*TASK BRIEF:*
Please set down the data word for word; images do not go in the copy.

Image point grounding data
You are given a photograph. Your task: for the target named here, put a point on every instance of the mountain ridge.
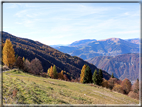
(106, 47)
(122, 66)
(49, 56)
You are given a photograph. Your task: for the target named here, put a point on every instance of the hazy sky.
(64, 23)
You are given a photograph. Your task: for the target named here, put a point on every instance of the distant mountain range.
(49, 56)
(88, 48)
(122, 66)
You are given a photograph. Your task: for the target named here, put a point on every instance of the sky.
(64, 23)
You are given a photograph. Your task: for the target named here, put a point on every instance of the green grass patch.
(23, 88)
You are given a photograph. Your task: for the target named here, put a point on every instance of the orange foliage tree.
(82, 73)
(8, 54)
(118, 88)
(60, 75)
(126, 85)
(51, 72)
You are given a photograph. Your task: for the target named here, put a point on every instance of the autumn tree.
(8, 54)
(135, 87)
(36, 67)
(112, 76)
(27, 65)
(134, 95)
(118, 88)
(95, 77)
(55, 74)
(82, 73)
(65, 77)
(126, 85)
(60, 75)
(48, 71)
(19, 63)
(87, 75)
(100, 77)
(23, 59)
(51, 72)
(105, 83)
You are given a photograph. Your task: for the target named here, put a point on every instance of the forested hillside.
(122, 66)
(49, 56)
(86, 49)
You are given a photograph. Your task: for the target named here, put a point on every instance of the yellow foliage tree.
(48, 71)
(23, 59)
(51, 72)
(8, 54)
(82, 73)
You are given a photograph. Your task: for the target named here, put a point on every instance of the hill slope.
(122, 66)
(107, 47)
(48, 56)
(22, 88)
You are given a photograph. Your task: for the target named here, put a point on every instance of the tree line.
(35, 67)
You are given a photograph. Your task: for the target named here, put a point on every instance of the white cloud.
(128, 32)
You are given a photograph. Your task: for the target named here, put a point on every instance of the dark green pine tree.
(88, 75)
(112, 76)
(95, 77)
(100, 77)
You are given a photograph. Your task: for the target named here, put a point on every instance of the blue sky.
(64, 23)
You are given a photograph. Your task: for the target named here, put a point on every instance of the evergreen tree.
(82, 73)
(55, 74)
(112, 76)
(8, 53)
(95, 77)
(88, 75)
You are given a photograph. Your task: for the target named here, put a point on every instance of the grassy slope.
(39, 90)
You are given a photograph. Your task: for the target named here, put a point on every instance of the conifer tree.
(82, 73)
(55, 74)
(88, 75)
(8, 53)
(95, 77)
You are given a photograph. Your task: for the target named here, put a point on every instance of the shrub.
(118, 88)
(133, 95)
(126, 85)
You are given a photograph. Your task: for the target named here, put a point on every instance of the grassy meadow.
(23, 88)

*RESPONSE BELOW:*
You are given a photograph. Your task: for the target named here, put a point on every instance of the mountain ridge.
(106, 47)
(122, 66)
(49, 56)
You are given a photograph. Your task: for the target named here, put a point on every instance of the hazy sky.
(64, 23)
You are given a photograph. Your task: for the target named here, put a point on every instance of the distant mountain range.
(49, 56)
(88, 48)
(122, 66)
You are given a photograph. Your task: for the target named here, put a point on every instance of the sky.
(64, 23)
You are given a photograph. Your task: for the target named here, put a point on every instance of the green grass patch.
(23, 88)
You are given a photograph. Your task: for the target named here, put a point on every instance of the orange foliage tree.
(82, 73)
(8, 54)
(118, 88)
(60, 75)
(126, 85)
(51, 72)
You are given a photograph. Your task: for the target named here, put a point on every instance of the autumn tree.
(8, 54)
(135, 87)
(36, 67)
(112, 76)
(27, 65)
(134, 95)
(118, 88)
(95, 77)
(55, 74)
(82, 73)
(65, 77)
(126, 85)
(60, 75)
(48, 71)
(19, 63)
(87, 75)
(100, 77)
(23, 59)
(51, 72)
(105, 83)
You are given a photograph. Your task: for the target named here, put a point on every instance of the forested hillside.
(122, 66)
(49, 56)
(86, 49)
You are given a photograph. Your task: for the target named here, put a point on every instance of the yellow foliage tree.
(48, 71)
(23, 59)
(51, 72)
(8, 54)
(82, 73)
You are given a photograph. Your task: for the target named here, put a point on every instance of the hill slope.
(122, 66)
(107, 47)
(48, 56)
(22, 88)
You are given a photograph. Your task: for the target named here, put a point on every instance of the tree line.
(35, 67)
You are given a photograph. Your task: for the target named here, put a point on every instance of the white cloud.
(128, 32)
You are given a photograph. Your task: for the target named here, put a point on every instance of the dark green pine tree.
(88, 75)
(112, 76)
(95, 77)
(100, 77)
You are given a photograph. Your task: for the target named here, put a point on every instance of the blue sky.
(64, 23)
You are given a photograph. Your task: for the target named here, put a point on every instance of the evergreen tree.
(82, 73)
(55, 74)
(112, 76)
(8, 53)
(95, 77)
(88, 75)
You are given a photograph. Your task: for the target named here, put a point on every instance of the grassy slope.
(39, 90)
You are given a photograph. Your task: for the target named here, put a point on every instance of the conifer tree.
(82, 73)
(55, 74)
(88, 75)
(8, 53)
(95, 77)
You are given a photograph. Your task: for the target named here, put a point on every instance of the shrub.
(118, 88)
(133, 95)
(126, 85)
You are given a photograph. Your task: for the target named here, put a point on every instance of the grassy meadow.
(23, 88)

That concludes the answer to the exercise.